- DOCUMENTO
----

Em 22 de abril de 1946, Dª Lucilia completava 70 anos…

Na vida humana, 70 anos constituem um marco. Aí aparecem, como que cristalizadas, todas aquelas pre­ferências e modos de ser que nor­tearam o desenrolar de uma existência. Naqueles que procuraram trilhar a via da virtude reluz então, como nunca — na fisionomia, nas palavras, nos gestos, nos atos, na ação de presença — a “soma das idades”: a ino­cência batismal, os sonhos da infância, as esperanças da adolescência, o vigor da juventude, a força e a estabilidade da idade madura, o magnífico reluzimento de uma velhice florida a que agora se acresceriam os reflexos de prata da ancianidade, tudo temperado pelos sofrimentos que ao longo da vida lhe lapidaram a alma, transformando-a num como que diamante aos olhos de Deus.

Nessa lapidação — é o caso de lem­brar — não faltou nem mesmo aquele tipo de sofrimento que sua antiga situação nunca faria prever: as dificul­dades financeiras, após a morte de Dª Gabriela. No entanto, se Dª Lucilia fosse uma pessoa bem sucedida, talvez não alcançasse o patamar espiritual que atingiu. Por exemplo, se a família tivesse sido muito feliz nos negócios, e Dª Lucilia se encontras­se, portanto, na plenitude da fortuna, teria faltado algo em sua vida: o valor da posição que herdara de seus maiores, sustentada com grande cate­goria em meio às dificuldades.

De outro lado, requintara-se em Dª Lucilia aquela afetividade brasi­leira, sempre educada, distinta e nobre, qual­quer que fosse a situação. Temperada por um certo ar de gravidade senhorial, próprio de dama paulista dos antigos tempos, que transparecia em todas as suas atitudes, mesmo quando andava dentro de casa, indo a uma sala, por exemplo, para apanhar uma costurinha. Este aspecto de sua personalidade formava um oposto har­mônico com a meiguice, que em sua vi­da ocupava lugar preeminente.

----

- TRECHOS DAS LINHAS
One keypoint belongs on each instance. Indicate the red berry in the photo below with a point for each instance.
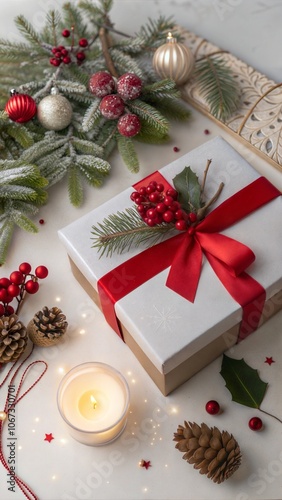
(192, 217)
(13, 290)
(129, 86)
(101, 84)
(9, 310)
(16, 277)
(180, 225)
(25, 267)
(54, 61)
(172, 192)
(168, 216)
(160, 187)
(41, 272)
(129, 125)
(168, 200)
(31, 286)
(161, 207)
(80, 56)
(179, 214)
(3, 295)
(255, 423)
(112, 106)
(150, 189)
(83, 42)
(212, 407)
(4, 282)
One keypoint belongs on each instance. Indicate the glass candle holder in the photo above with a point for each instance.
(93, 400)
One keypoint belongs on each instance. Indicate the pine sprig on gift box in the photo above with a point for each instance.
(155, 214)
(216, 83)
(119, 232)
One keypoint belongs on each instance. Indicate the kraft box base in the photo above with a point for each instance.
(167, 382)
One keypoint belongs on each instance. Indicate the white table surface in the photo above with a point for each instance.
(67, 470)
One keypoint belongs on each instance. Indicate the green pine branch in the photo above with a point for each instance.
(123, 230)
(217, 85)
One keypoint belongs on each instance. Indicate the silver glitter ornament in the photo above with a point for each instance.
(54, 112)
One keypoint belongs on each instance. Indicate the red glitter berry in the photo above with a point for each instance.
(112, 106)
(41, 272)
(129, 86)
(255, 423)
(102, 84)
(129, 125)
(212, 407)
(83, 42)
(80, 56)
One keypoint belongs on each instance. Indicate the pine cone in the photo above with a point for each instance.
(13, 338)
(214, 453)
(47, 326)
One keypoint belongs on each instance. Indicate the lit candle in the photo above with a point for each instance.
(93, 400)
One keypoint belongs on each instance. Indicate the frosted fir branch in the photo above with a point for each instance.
(119, 232)
(91, 115)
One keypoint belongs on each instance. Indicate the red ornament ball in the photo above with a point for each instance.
(32, 286)
(112, 106)
(129, 125)
(129, 86)
(80, 56)
(66, 33)
(255, 424)
(102, 84)
(212, 407)
(25, 268)
(21, 108)
(16, 277)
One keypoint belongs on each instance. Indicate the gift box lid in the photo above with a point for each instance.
(168, 328)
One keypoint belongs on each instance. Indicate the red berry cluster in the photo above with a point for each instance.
(17, 284)
(155, 205)
(63, 55)
(114, 95)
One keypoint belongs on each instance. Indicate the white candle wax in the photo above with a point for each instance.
(93, 399)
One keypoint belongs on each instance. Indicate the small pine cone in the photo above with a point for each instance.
(212, 452)
(13, 338)
(47, 326)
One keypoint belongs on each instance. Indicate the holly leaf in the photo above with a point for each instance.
(243, 382)
(189, 190)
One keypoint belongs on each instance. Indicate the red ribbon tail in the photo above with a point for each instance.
(184, 274)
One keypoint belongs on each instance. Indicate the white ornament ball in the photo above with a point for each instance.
(54, 112)
(174, 60)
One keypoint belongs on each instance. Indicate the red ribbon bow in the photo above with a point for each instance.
(183, 253)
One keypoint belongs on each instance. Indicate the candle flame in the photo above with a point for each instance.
(93, 402)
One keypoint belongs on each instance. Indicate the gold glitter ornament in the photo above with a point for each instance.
(54, 112)
(174, 60)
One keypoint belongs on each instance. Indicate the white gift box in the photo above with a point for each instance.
(172, 337)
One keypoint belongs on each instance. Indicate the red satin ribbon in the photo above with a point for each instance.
(183, 253)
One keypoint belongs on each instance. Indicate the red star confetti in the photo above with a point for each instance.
(145, 463)
(48, 437)
(269, 361)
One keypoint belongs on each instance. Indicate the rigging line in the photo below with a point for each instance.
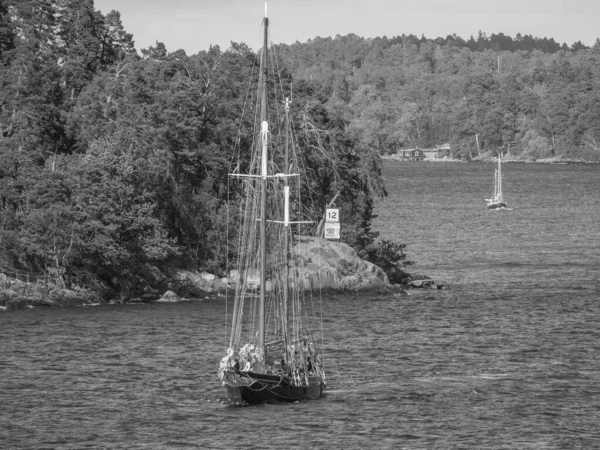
(321, 308)
(243, 114)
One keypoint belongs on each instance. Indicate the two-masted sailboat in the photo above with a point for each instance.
(273, 353)
(497, 199)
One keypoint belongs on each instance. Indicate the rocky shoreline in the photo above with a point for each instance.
(319, 264)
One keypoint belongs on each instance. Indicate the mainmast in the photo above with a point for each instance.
(263, 199)
(499, 177)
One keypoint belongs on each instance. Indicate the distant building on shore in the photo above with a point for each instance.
(412, 154)
(422, 154)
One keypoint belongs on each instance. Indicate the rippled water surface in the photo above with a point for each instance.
(507, 358)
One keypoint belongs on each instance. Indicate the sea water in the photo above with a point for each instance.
(507, 357)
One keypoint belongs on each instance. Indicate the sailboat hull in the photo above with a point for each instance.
(253, 388)
(497, 205)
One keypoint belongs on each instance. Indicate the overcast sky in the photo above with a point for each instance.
(194, 25)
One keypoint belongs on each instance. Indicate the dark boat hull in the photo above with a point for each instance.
(497, 205)
(253, 388)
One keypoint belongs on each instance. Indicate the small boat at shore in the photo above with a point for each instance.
(497, 200)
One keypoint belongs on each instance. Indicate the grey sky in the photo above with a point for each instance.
(196, 24)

----

- PROBLEMA PROPOSTO A
De acordo com o texto sobre Dª Lucilia, que sofrimento, que sua antiga situação nunca faria prever, ela enfrentou após a morte de Dª Gabriela?
- PROBLEMA PROPOSTO B
Transcreva sem alterações um trecho do texto sobre Dª Lucilia. Comece nas palavras "Na vida humana, 70" e pare logo após "olhos de Deus.".
- PROBLEMA PROPOSTO C
Dê prosseguimento ao texto sobre Dª Lucilia a partir do ponto em que ele termina.

- RESPOSTA REDIGIDA A
As dificuldades financeiras.

- RESPOSTA REDIGIDA B
Na vida humana, 70 anos constituem um marco. Aí aparecem, como que cristalizadas, todas aquelas pre­ferências e modos de ser que nor­tearam o desenrolar de uma existência. Naqueles que procuraram trilhar a via da virtude reluz então, como nunca — na fisionomia, nas palavras, nos gestos, nos atos, na ação de presença — a “soma das idades”: a ino­cência batismal, os sonhos da infância, as esperanças da adolescência, o vigor da juventude, a força e a estabilidade da idade madura, o magnífico reluzimento de uma velhice florida a que agora se acresceriam os reflexos de prata da ancianidade, tudo temperado pelos sofrimentos que ao longo da vida lhe lapidaram a alma, transformando-a num como que diamante aos olhos de Deus.

- RESPOSTA REDIGIDA C
Usava uma cadeira de balanço tra­zida dos Estados Unidos por um tio dela. Quando se levantava, preferia não ser ajudada. Fazia-o por si mesma, como um monumento. Andava com seu passo característico, em ge­ral ágil e discreto, por vezes vagaroso e solene, e sumia nos aposentos de­la…

Insigne piedade

Durante aqueles 70 anos nunca es­moreceu em Dª Lucilia o amor a Nos­sa Senhora, cuja onipotente interces­são junto ao Sagrado Coração de Jesus ela tão bem compreendia. Desde sua meninice, Maria Santíssima velava por ela, pois sua mãe, Dª Ga­briela, lhe escolhera para madrinha a Vir­gem da Penha.

Desde aqueles tempos conservava em seu quarto, no mesmo oratório da imagem do Sagrado Coração de Jesus, outra menor, de Nossa Senhora das Graças. No lado esquerdo da cama, suspenso à parede, mais um ora­tório de madeira abriga a imagem de Nossa Senhora da Conceição. Como era de esperar em se tratando de pes­soa tão devota da Santíssima Vir­gem, tinha lugar de destaque em sua pie­dade — já na mais remota mocidade — a recitação do Santo Rosário. Sua devoção mariana reluzia sobretudo durante o mês de maio, ocasião em que floria algumas imagens de Nossa Senhora que havia na casa.

Dona Lucilia pertencia à Associa­ção das Mães Cristãs e participou de alguns retiros — bem podemos ima­ginar com que recolhimento, serie­da­de e amor — promovidos pela entidade. Outro testemunho de suas constantes orações nos é dado pelos muitos devocionários que, com cui­da­do, guardava numa gaveta em seu quar­to para tê-los à mão quando desejasse.

O avançar dos anos não lhe fizera diminuir o desejo de comparecer às so­lenidades religiosas, onde pudesse satisfazer os melhores anelos de sua insigne piedade, apesar do esforço que o peso de seus sofridos 70 anos lhe exigiam.

Numa carta escrita a Dr. Plinio, em 26 de junho de 1946, terminava dizendo:

Fui agora à noite à novena do Sa­gra­do Coração de Jesus na Igreja de Santa Cecília, e desejo repetir amanhã, e, se Deus me ajudar, como todos os anos, irei à missa, comungarei, e acompa­nha­rei a procissão no dia vinte oito, depois de amanhã à tarde. Acompa­nhei tam­bém par­te da de Corpus Chris­ti, que esteve concorridíssima, e no largo da Sé, re­cebe­mos a bênção. Quan­do de volta, exaus­ta, meti-me na cama até o dia se­guinte.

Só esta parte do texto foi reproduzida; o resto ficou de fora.